Transcribe all of the records precisely as they are presented.
Start of INFORMATION PROVIDED
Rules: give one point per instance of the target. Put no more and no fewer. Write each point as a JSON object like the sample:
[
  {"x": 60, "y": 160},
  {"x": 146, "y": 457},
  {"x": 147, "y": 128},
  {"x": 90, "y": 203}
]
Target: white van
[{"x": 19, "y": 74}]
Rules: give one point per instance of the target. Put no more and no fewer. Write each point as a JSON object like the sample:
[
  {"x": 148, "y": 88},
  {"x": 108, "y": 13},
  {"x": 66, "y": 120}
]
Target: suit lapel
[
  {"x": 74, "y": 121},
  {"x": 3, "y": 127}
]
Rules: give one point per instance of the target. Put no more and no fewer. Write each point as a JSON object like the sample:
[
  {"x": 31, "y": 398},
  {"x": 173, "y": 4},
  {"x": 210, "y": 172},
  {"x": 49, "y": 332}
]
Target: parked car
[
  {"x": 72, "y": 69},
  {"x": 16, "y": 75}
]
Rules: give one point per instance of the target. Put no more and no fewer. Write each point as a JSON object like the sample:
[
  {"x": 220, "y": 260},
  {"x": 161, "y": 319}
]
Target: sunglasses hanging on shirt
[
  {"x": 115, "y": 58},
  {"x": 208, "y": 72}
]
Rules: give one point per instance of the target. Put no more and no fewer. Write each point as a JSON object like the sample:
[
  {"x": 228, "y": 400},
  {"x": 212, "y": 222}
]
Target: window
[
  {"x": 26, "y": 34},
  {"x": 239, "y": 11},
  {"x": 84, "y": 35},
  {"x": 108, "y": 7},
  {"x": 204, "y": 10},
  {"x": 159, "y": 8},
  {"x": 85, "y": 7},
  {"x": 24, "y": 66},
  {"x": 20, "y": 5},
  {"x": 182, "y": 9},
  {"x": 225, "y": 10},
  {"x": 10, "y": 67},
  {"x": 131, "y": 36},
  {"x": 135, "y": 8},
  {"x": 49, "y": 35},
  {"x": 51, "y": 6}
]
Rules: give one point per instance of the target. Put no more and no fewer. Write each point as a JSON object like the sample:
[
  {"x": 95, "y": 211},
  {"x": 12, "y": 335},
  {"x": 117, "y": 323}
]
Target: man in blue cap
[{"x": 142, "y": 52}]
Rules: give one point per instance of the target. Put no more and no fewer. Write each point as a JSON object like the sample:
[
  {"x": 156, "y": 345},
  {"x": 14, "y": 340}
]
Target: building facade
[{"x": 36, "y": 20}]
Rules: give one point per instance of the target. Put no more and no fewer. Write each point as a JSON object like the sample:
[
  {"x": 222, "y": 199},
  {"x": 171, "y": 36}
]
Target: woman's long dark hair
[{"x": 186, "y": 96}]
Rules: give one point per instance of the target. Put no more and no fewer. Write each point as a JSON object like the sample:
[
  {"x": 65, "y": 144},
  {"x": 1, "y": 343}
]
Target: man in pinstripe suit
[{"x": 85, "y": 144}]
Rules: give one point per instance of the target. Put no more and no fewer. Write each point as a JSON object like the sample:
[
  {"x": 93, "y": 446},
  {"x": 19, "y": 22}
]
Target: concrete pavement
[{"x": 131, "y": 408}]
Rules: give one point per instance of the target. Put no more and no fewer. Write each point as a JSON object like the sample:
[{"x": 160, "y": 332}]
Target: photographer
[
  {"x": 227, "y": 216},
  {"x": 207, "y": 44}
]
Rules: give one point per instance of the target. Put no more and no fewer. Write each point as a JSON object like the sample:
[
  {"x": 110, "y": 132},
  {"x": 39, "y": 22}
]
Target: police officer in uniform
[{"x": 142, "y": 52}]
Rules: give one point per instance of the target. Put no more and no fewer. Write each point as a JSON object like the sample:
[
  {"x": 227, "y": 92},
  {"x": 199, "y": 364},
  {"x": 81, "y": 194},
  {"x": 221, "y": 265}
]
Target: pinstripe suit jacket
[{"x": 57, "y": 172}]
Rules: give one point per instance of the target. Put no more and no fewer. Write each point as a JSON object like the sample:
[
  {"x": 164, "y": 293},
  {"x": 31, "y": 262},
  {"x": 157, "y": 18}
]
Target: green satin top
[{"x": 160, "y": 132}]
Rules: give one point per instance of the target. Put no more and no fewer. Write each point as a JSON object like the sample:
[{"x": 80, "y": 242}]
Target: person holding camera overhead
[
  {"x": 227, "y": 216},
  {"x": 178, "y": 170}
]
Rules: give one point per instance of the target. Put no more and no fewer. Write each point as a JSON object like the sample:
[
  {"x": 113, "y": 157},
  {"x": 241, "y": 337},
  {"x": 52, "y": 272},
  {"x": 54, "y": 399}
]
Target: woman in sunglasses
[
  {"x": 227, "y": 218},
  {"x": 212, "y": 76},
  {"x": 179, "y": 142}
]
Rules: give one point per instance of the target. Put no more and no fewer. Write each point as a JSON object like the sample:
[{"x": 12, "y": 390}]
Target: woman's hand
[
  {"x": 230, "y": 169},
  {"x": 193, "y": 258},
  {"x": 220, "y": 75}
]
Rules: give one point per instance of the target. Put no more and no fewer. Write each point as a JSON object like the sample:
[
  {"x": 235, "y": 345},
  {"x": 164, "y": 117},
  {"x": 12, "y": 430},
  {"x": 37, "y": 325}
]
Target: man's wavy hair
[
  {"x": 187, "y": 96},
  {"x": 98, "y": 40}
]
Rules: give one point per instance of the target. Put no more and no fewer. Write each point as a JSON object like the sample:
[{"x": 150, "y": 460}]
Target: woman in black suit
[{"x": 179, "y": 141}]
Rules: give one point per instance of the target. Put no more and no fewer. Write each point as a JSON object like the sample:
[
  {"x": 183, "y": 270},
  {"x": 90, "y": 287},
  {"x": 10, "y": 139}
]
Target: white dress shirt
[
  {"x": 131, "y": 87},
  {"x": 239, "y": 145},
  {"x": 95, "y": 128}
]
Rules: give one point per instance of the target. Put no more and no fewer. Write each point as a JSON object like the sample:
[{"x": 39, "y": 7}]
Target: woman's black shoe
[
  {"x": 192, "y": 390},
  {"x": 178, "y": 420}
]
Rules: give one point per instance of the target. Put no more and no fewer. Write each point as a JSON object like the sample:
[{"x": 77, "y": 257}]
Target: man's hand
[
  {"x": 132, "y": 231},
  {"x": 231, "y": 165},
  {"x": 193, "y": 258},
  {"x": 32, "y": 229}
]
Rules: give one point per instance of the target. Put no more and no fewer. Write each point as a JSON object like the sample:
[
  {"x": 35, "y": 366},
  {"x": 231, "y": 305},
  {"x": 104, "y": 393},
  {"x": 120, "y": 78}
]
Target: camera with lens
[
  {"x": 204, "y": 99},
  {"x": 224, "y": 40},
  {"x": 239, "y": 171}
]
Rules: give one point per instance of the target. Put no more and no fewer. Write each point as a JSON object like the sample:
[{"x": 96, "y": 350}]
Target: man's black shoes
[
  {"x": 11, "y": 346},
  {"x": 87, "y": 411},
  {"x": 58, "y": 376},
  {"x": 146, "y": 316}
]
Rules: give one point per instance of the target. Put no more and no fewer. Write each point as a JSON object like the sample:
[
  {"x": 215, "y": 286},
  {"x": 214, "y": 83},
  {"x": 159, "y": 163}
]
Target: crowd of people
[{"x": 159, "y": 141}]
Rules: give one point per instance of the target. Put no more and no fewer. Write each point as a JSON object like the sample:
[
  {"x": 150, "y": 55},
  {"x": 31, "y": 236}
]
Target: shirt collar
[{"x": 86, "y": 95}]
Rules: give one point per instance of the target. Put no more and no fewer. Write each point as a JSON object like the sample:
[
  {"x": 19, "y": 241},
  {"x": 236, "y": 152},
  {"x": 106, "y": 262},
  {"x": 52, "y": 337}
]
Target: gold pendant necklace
End of INFORMATION PROVIDED
COMPLETE OUTPUT =
Rules: give one point per instance of the target. Put no more and no fewer. Write each point as a JSON object like the sample:
[
  {"x": 60, "y": 160},
  {"x": 146, "y": 457},
  {"x": 147, "y": 128},
  {"x": 90, "y": 203}
]
Target: white van
[{"x": 19, "y": 74}]
Rules: give one point per instance of the target. Put no more and no fewer. Write each point as a JSON object like the sample:
[
  {"x": 148, "y": 88},
  {"x": 108, "y": 13},
  {"x": 66, "y": 120}
]
Target: suit lapel
[
  {"x": 74, "y": 121},
  {"x": 3, "y": 127}
]
Rules: give one point per instance of the target. Put no more and no fewer. Write each point as a JSON object like the sample:
[
  {"x": 31, "y": 398},
  {"x": 173, "y": 4},
  {"x": 210, "y": 172},
  {"x": 49, "y": 332}
]
Target: parked car
[
  {"x": 72, "y": 69},
  {"x": 16, "y": 75}
]
Rules: give one point per instance of the target. Put no more and no fewer. Write each point as a JSON object like the sample:
[
  {"x": 220, "y": 260},
  {"x": 161, "y": 319}
]
Target: sunglasses hanging on shirt
[
  {"x": 115, "y": 58},
  {"x": 208, "y": 72}
]
Rules: give one point per instance of the target. Put no more and no fewer. Write each point as a JSON object like the sample:
[
  {"x": 228, "y": 400},
  {"x": 212, "y": 222}
]
Target: window
[
  {"x": 26, "y": 34},
  {"x": 239, "y": 11},
  {"x": 84, "y": 35},
  {"x": 108, "y": 7},
  {"x": 204, "y": 10},
  {"x": 159, "y": 8},
  {"x": 85, "y": 7},
  {"x": 24, "y": 66},
  {"x": 20, "y": 5},
  {"x": 182, "y": 9},
  {"x": 225, "y": 10},
  {"x": 10, "y": 67},
  {"x": 131, "y": 36},
  {"x": 135, "y": 8},
  {"x": 49, "y": 35},
  {"x": 51, "y": 6}
]
Rules: give one point per instance of the target. Put no more and no fewer. Write each point as a JSON object like the sample:
[
  {"x": 95, "y": 211},
  {"x": 12, "y": 335},
  {"x": 117, "y": 323}
]
Target: man in blue cap
[{"x": 142, "y": 52}]
Rules: give one point per instance of the target. Put no more and no fewer. Write each point as a JSON object like the sample:
[
  {"x": 156, "y": 345},
  {"x": 14, "y": 340}
]
Target: building facade
[{"x": 36, "y": 20}]
Rules: give one point per instance of the target. Put no more and no fewer. Write each point as a JSON object like the sample:
[
  {"x": 222, "y": 199},
  {"x": 171, "y": 36}
]
Target: woman's long dark hair
[{"x": 186, "y": 96}]
Rules: give one point per instance of the target. Put no more and no fewer. Write each point as a JSON object like the sample:
[
  {"x": 65, "y": 144},
  {"x": 1, "y": 343}
]
Target: man in pinstripe suit
[{"x": 85, "y": 144}]
Rules: give one point per instance of the target. Put no more and no fewer. Write each point as a JSON object like the sample:
[
  {"x": 93, "y": 446},
  {"x": 19, "y": 22}
]
Target: concrete pavement
[{"x": 131, "y": 408}]
Rules: give one point per instance of the target. Put no more and no fewer. Write each point as a JSON object like the sample:
[{"x": 160, "y": 332}]
Target: photographer
[
  {"x": 227, "y": 216},
  {"x": 207, "y": 44}
]
Rules: give one point per instance of the target. Put no more and no fewer. Write each point as a JSON object like the sample:
[
  {"x": 110, "y": 132},
  {"x": 39, "y": 22}
]
Target: police officer in uniform
[{"x": 142, "y": 52}]
Rules: give one point per instance of the target. Put no more and no fewer. Write each point as a JSON object like the sample:
[
  {"x": 227, "y": 92},
  {"x": 199, "y": 364},
  {"x": 81, "y": 194},
  {"x": 221, "y": 265}
]
Target: pinstripe suit jacket
[{"x": 57, "y": 172}]
Rules: give one point per instance of the target. Put no more and no fewer. Write each point as a JSON object like the sample:
[
  {"x": 164, "y": 293},
  {"x": 31, "y": 262},
  {"x": 157, "y": 18}
]
Target: green satin top
[{"x": 160, "y": 132}]
Rules: give one point per instance of the target. Put no more and no fewer. Write each point as a JSON object like the sample:
[{"x": 80, "y": 242}]
Target: person holding camera overhead
[
  {"x": 227, "y": 216},
  {"x": 178, "y": 170}
]
Rules: give one point per instance of the target. Put no more and no fewer. Write each point as a JSON object like the sample:
[
  {"x": 113, "y": 157},
  {"x": 241, "y": 337},
  {"x": 52, "y": 272},
  {"x": 54, "y": 399}
]
Target: woman in sunglasses
[
  {"x": 227, "y": 218},
  {"x": 212, "y": 76},
  {"x": 179, "y": 142}
]
Rules: give one point per instance of the target. Put no more and no fewer. Write each point as a JSON object like the sample:
[{"x": 12, "y": 390}]
Target: woman's hand
[
  {"x": 230, "y": 169},
  {"x": 193, "y": 258},
  {"x": 220, "y": 75}
]
Rules: give one point per instance of the target. Put no more and no fewer. Write each point as a JSON object like the sample:
[
  {"x": 235, "y": 345},
  {"x": 164, "y": 117},
  {"x": 12, "y": 430},
  {"x": 37, "y": 325}
]
Target: man's wavy hair
[
  {"x": 187, "y": 96},
  {"x": 98, "y": 40}
]
Rules: give one point per instance of the target. Put no more and no fewer. Write each point as a JSON object like the sample:
[{"x": 150, "y": 460}]
Target: woman in black suit
[{"x": 179, "y": 141}]
Rules: give one point per instance of the target. Put no more and no fewer. Write each point as a JSON object like the sample:
[
  {"x": 183, "y": 270},
  {"x": 90, "y": 287},
  {"x": 10, "y": 139}
]
Target: white dress shirt
[
  {"x": 131, "y": 87},
  {"x": 239, "y": 145},
  {"x": 95, "y": 128}
]
Rules: give one point per instance of the target. Put no more and no fewer. Write each point as a JSON object like the sample:
[{"x": 39, "y": 7}]
Target: woman's black shoe
[
  {"x": 192, "y": 390},
  {"x": 178, "y": 420}
]
Rules: give one point per instance of the target. Put no more and no fewer. Write each point as a JSON object like the sample:
[{"x": 77, "y": 257}]
Target: man's hand
[
  {"x": 132, "y": 231},
  {"x": 231, "y": 165},
  {"x": 193, "y": 258},
  {"x": 32, "y": 229}
]
Rules: give one point per instance of the target. Put no more and no fewer. Write each point as a JSON object like the sample:
[
  {"x": 35, "y": 366},
  {"x": 231, "y": 305},
  {"x": 104, "y": 393},
  {"x": 120, "y": 78}
]
Target: camera with lens
[
  {"x": 204, "y": 99},
  {"x": 224, "y": 40},
  {"x": 239, "y": 171}
]
Rules: give one point per instance of the target. Put no more and no fewer. Write each point as a JSON object like the sample:
[{"x": 96, "y": 350}]
Target: man's black shoes
[
  {"x": 11, "y": 346},
  {"x": 87, "y": 411},
  {"x": 58, "y": 376},
  {"x": 146, "y": 316}
]
Rules: give one point per instance of the target. Put no more and no fewer. Write each point as a JSON object like the sample:
[
  {"x": 215, "y": 286},
  {"x": 214, "y": 83},
  {"x": 159, "y": 163}
]
Target: crowd of people
[{"x": 159, "y": 141}]
Rules: give one point per instance of the target. Put no more and no fewer. Write each point as a JSON object like the sample:
[
  {"x": 150, "y": 55},
  {"x": 31, "y": 236}
]
Target: shirt collar
[{"x": 86, "y": 95}]
Rules: give one point per instance of the target. Put no more and no fewer. Write each point as a JSON object like the sample:
[
  {"x": 19, "y": 241},
  {"x": 236, "y": 152},
  {"x": 106, "y": 262},
  {"x": 52, "y": 337}
]
Target: gold pendant necklace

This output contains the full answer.